== Records for this exercise ==

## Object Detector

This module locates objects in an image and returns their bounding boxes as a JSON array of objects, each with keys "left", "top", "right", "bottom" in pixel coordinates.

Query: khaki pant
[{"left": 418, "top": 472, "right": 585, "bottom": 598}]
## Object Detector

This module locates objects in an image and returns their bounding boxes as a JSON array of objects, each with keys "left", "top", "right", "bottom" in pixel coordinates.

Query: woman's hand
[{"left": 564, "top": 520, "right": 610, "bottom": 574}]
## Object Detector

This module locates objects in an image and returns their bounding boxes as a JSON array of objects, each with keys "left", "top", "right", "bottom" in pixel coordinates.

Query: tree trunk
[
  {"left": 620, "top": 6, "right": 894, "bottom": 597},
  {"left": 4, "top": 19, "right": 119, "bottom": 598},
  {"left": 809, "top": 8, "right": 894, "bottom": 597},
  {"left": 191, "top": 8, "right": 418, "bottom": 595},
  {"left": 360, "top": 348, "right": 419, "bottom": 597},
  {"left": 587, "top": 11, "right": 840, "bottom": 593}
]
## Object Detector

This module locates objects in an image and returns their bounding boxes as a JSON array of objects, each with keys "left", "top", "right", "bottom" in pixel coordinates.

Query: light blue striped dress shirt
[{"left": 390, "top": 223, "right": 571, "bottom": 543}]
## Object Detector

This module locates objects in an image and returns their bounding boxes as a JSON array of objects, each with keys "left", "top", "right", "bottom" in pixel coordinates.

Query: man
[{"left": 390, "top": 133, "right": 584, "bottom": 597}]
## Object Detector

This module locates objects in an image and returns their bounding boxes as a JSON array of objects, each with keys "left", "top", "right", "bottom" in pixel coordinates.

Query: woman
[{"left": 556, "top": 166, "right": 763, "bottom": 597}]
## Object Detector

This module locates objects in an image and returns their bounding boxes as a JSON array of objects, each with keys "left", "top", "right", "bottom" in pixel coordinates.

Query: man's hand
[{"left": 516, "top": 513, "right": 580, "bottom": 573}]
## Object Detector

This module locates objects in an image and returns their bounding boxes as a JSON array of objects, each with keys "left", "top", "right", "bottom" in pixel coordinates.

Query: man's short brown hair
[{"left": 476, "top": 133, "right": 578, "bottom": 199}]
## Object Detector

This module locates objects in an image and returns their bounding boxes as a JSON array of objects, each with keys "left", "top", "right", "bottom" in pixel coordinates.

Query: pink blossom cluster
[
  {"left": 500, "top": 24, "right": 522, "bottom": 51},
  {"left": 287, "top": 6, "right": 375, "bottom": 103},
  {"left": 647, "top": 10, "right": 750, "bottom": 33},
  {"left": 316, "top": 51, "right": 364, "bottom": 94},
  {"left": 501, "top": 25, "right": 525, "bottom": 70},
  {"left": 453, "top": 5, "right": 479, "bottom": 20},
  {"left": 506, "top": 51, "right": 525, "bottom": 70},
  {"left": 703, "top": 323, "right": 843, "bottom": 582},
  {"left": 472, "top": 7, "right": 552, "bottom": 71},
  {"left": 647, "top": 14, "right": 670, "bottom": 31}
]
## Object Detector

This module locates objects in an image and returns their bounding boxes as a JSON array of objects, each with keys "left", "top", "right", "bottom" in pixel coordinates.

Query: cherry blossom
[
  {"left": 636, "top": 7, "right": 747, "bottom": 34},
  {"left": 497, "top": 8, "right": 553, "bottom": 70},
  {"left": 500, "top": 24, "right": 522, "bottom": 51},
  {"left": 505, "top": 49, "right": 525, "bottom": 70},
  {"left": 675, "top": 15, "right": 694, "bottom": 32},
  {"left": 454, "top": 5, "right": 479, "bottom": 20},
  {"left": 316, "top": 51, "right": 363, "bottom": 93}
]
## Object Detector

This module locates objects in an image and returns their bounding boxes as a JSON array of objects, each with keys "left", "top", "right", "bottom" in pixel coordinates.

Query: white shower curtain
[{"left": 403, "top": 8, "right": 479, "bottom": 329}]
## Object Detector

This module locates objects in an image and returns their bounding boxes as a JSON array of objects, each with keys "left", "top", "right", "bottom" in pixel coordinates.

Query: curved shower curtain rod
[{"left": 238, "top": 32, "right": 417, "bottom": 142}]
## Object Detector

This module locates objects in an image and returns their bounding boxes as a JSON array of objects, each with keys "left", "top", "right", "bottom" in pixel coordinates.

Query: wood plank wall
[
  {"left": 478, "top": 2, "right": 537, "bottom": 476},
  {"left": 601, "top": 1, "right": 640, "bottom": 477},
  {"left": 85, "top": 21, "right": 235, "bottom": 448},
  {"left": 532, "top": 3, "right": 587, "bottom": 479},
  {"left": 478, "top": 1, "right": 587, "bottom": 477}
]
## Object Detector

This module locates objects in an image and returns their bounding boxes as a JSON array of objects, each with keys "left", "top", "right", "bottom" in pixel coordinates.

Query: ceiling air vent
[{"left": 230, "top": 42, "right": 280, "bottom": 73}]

===

§ Try it
Print out every record again, exactly and in full.

§ Exercise response
## Object Detector

This module locates objects in an image and returns their bounding boxes as a JSON array of objects, each with keys "left", "top", "right", "bottom" in pixel coordinates.

Query: khaki pant
[{"left": 418, "top": 472, "right": 585, "bottom": 598}]
## Object Detector

This module locates objects in an image and returns their bounding boxes as a JSON array of objects, each with keys "left", "top", "right", "bottom" in pixel coordinates.

Query: woman's hand
[{"left": 564, "top": 520, "right": 610, "bottom": 574}]
## Object Detector

This module locates objects in an image and returns their bounding boxes as a JSON array of objects, each with keys "left", "top", "right", "bottom" in pixel coordinates.

Query: tree trunk
[
  {"left": 620, "top": 6, "right": 894, "bottom": 597},
  {"left": 4, "top": 19, "right": 119, "bottom": 598},
  {"left": 809, "top": 8, "right": 894, "bottom": 597},
  {"left": 191, "top": 8, "right": 418, "bottom": 595},
  {"left": 360, "top": 348, "right": 419, "bottom": 597},
  {"left": 587, "top": 11, "right": 840, "bottom": 593}
]
## Object Detector

This module locates objects in an image and returns their bounding boxes as a JSON array of objects, each with keys "left", "top", "right", "bottom" in pixel coordinates.

Query: light blue striped dress shirt
[{"left": 390, "top": 223, "right": 571, "bottom": 543}]
## Object Detector

This module locates objects in an image and returns their bounding boxes as a JSON array of objects, each with keys "left", "top", "right", "bottom" in pixel coordinates.

Query: man
[{"left": 390, "top": 133, "right": 584, "bottom": 597}]
## Object Detector

This module locates objects in an image and returns their bounding boxes as a JSON array of objects, each with keys "left", "top", "right", "bottom" in pixel coordinates.

Query: woman
[{"left": 556, "top": 166, "right": 763, "bottom": 597}]
## Object Detector

This module locates objects in an image and returns their bounding boxes as a JSON array of objects, each with keys "left", "top", "right", "bottom" in pixel coordinates.

Query: man's hand
[{"left": 516, "top": 513, "right": 580, "bottom": 573}]
## Object Detector

This module locates objects in an image and returns their bounding boxes as a JSON array of objects, each with keys "left", "top", "right", "bottom" in pixel coordinates.

Query: man's short brown hair
[{"left": 476, "top": 133, "right": 578, "bottom": 199}]
## Object Detector

This module locates objects in an image and returns their bounding boxes as a JSON array of objects, each with keys "left", "top", "right", "bottom" in pixel coordinates.

Query: pink blossom cluster
[
  {"left": 500, "top": 24, "right": 522, "bottom": 51},
  {"left": 287, "top": 6, "right": 375, "bottom": 103},
  {"left": 647, "top": 10, "right": 750, "bottom": 33},
  {"left": 316, "top": 51, "right": 364, "bottom": 94},
  {"left": 501, "top": 25, "right": 525, "bottom": 70},
  {"left": 453, "top": 5, "right": 479, "bottom": 20},
  {"left": 506, "top": 51, "right": 525, "bottom": 70},
  {"left": 703, "top": 323, "right": 843, "bottom": 582},
  {"left": 472, "top": 7, "right": 552, "bottom": 71},
  {"left": 647, "top": 14, "right": 670, "bottom": 31}
]
## Object Detector

This module locates objects in an image and returns their bounding boxes as a JSON array of objects, each with keys "left", "top", "right", "bottom" in pixel coordinates.

Query: cherry blossom
[
  {"left": 636, "top": 7, "right": 747, "bottom": 34},
  {"left": 497, "top": 8, "right": 553, "bottom": 70},
  {"left": 500, "top": 24, "right": 522, "bottom": 51},
  {"left": 505, "top": 49, "right": 525, "bottom": 70},
  {"left": 675, "top": 15, "right": 694, "bottom": 32},
  {"left": 454, "top": 5, "right": 479, "bottom": 20},
  {"left": 316, "top": 51, "right": 363, "bottom": 93}
]
## Object Detector

This module locates objects in an image and returns their bounding boxes as a JSON array of objects, each with keys "left", "top", "right", "bottom" in pixel coordinates.

Query: white shower curtain
[{"left": 403, "top": 8, "right": 479, "bottom": 329}]
## Object Detector

This module locates objects in an image and returns their bounding boxes as a JSON array of objects, each with keys "left", "top", "right", "bottom" in pixel coordinates.

Query: curved shower curtain rod
[{"left": 238, "top": 32, "right": 417, "bottom": 142}]
## Object Detector

This module locates objects in an image and returns their bounding boxes as a JSON array of objects, each with keys "left", "top", "right", "bottom" in pixel coordinates.

Query: wood plank wall
[
  {"left": 478, "top": 2, "right": 537, "bottom": 476},
  {"left": 601, "top": 1, "right": 640, "bottom": 477},
  {"left": 85, "top": 21, "right": 235, "bottom": 448},
  {"left": 532, "top": 3, "right": 587, "bottom": 479},
  {"left": 478, "top": 1, "right": 587, "bottom": 477}
]
## Object Detector

This module locates objects in an image and returns their bounding boxes as a JSON array of objects, each with keys "left", "top", "right", "bottom" in pixel coordinates.

Query: ceiling air vent
[{"left": 230, "top": 42, "right": 280, "bottom": 73}]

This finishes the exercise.